:: DATASET EXCERPTS ::

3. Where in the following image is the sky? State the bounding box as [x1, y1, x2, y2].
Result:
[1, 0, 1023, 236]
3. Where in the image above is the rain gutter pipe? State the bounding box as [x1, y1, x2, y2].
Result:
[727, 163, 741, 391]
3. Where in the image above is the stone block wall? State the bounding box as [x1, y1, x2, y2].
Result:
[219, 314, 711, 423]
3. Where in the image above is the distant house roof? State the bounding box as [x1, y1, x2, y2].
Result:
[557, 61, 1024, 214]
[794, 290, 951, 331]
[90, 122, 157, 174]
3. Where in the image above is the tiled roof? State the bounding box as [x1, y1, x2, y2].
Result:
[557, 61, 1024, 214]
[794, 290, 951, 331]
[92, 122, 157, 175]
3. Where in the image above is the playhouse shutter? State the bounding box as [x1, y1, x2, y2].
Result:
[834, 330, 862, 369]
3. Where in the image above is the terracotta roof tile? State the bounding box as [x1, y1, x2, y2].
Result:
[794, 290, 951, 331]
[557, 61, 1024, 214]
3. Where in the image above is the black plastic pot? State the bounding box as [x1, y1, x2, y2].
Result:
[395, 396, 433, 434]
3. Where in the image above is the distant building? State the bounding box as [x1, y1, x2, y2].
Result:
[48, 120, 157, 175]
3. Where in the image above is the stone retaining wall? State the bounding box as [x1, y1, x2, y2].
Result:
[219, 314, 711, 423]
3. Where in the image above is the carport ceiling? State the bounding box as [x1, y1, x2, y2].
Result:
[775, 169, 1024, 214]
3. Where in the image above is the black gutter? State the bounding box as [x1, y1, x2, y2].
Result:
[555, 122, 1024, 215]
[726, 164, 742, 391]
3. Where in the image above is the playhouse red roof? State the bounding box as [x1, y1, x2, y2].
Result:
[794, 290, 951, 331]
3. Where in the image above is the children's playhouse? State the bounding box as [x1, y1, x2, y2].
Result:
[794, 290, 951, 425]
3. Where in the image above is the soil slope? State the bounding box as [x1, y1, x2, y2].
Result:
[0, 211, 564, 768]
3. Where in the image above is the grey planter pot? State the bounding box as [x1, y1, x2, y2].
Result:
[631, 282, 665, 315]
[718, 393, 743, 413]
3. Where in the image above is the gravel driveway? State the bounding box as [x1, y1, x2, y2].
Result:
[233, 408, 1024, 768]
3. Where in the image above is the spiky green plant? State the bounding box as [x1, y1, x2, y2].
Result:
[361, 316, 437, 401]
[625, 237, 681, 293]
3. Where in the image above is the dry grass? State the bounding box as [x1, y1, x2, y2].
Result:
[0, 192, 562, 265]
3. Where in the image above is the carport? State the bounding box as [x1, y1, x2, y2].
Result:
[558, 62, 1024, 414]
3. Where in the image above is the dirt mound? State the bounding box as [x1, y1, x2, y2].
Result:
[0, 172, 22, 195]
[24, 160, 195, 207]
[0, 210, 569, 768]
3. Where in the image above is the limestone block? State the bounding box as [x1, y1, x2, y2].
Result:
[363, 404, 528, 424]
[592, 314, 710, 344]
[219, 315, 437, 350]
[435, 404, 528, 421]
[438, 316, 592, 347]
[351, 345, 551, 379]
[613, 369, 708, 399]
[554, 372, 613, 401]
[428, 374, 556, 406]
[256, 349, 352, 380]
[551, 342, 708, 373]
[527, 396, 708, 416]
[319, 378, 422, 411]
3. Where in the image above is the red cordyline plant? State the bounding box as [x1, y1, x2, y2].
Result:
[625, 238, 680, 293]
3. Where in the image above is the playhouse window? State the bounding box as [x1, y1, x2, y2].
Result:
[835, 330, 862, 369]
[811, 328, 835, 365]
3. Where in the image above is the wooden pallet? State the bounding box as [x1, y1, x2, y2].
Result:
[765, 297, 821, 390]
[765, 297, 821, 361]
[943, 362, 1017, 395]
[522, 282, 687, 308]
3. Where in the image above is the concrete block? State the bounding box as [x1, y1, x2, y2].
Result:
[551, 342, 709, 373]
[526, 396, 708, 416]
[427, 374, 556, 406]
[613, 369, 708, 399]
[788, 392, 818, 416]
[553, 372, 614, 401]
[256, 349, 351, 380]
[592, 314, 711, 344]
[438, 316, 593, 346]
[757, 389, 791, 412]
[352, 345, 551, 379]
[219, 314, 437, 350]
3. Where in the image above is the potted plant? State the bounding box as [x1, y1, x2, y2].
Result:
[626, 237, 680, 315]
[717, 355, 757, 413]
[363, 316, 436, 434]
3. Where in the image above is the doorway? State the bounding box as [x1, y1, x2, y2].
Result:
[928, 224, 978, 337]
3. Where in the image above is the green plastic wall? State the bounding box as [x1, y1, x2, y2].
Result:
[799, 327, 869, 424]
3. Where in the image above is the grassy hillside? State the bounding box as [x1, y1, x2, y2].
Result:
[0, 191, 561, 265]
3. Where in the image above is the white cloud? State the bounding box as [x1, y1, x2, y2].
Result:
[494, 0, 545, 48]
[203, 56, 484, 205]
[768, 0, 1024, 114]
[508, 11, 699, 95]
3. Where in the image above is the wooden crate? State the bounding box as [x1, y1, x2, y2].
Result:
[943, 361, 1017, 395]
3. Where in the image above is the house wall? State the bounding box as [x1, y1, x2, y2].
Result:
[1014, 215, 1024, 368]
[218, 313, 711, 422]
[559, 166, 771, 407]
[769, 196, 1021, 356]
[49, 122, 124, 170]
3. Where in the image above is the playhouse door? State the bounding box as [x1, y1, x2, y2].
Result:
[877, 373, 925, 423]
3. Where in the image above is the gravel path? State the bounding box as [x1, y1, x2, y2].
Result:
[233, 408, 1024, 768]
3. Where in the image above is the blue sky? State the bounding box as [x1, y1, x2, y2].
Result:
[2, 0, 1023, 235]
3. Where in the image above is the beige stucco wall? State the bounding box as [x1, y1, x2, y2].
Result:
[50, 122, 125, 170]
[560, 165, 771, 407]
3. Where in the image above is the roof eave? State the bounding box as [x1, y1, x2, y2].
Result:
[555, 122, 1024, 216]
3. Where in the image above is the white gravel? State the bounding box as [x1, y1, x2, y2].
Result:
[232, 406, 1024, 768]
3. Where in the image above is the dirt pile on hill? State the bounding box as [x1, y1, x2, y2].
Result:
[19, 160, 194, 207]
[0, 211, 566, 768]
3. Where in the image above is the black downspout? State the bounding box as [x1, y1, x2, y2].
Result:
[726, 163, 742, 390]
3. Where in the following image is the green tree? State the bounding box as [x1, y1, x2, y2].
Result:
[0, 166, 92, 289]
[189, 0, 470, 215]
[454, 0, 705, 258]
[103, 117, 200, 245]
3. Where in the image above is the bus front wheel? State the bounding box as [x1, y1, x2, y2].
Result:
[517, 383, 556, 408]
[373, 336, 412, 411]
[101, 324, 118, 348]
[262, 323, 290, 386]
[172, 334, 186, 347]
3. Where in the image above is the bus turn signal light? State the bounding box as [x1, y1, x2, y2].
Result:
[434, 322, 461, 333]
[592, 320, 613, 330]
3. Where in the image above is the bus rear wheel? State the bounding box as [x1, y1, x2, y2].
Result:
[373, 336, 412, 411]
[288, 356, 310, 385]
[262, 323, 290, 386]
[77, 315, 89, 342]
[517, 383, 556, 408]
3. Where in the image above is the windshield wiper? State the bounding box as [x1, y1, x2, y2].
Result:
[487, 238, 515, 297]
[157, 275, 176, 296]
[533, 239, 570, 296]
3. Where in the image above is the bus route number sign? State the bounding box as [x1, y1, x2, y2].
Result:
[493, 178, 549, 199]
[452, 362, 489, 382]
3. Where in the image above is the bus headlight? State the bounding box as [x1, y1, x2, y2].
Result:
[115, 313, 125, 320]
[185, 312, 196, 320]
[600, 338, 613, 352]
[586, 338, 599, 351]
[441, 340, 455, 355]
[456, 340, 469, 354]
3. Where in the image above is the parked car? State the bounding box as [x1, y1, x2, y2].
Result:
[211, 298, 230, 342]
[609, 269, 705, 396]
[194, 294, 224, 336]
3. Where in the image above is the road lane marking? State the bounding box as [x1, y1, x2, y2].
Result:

:::

◆ WHAT THE EXERCISE ASKS: Both the line containing "3. Where in the image above is the dirt mound?" and the line containing "3. Where in the image above is the potted" belong in the answer. Print them and every line above that falls between them exactly, and no others.

◆ RESPONSE:
3. Where in the image above is the dirt mound? State the bounding box as [x1, y1, x2, y2].
Result:
[0, 172, 22, 195]
[24, 160, 195, 207]
[0, 210, 569, 768]
3. Where in the image above is the limestone block? State the bounding box as [x1, y1, x2, y2].
Result:
[363, 404, 528, 424]
[592, 314, 710, 344]
[219, 315, 437, 350]
[435, 404, 528, 421]
[438, 316, 592, 347]
[351, 345, 551, 379]
[613, 369, 708, 399]
[554, 372, 613, 401]
[428, 374, 556, 406]
[256, 349, 352, 380]
[551, 342, 708, 373]
[527, 396, 708, 416]
[319, 378, 422, 411]
3. Where in the image above is the red cordyline plant? State the bounding box as [x1, y1, x2, y2].
Result:
[625, 238, 680, 293]
3. Where in the image above is the playhouse window? State the bounding box as [x1, y1, x2, y2].
Result:
[835, 330, 862, 369]
[811, 328, 835, 365]
3. Where in the image above is the wooden pallet? State the bounding box as [x1, y1, x2, y2].
Result:
[765, 297, 821, 390]
[765, 297, 821, 361]
[943, 362, 1017, 395]
[522, 282, 687, 308]
3. Where in the image above is the concrete block? State the bounding box as [x1, y1, x2, y2].
Result:
[551, 342, 709, 373]
[526, 396, 708, 416]
[427, 374, 556, 406]
[613, 369, 708, 399]
[788, 392, 818, 416]
[553, 372, 614, 401]
[256, 349, 351, 380]
[592, 314, 711, 344]
[438, 316, 593, 346]
[757, 389, 791, 412]
[352, 345, 551, 379]
[219, 314, 437, 350]
3. Where in the image above is the potted plant? State the bounding box as [x1, y1, x2, y2].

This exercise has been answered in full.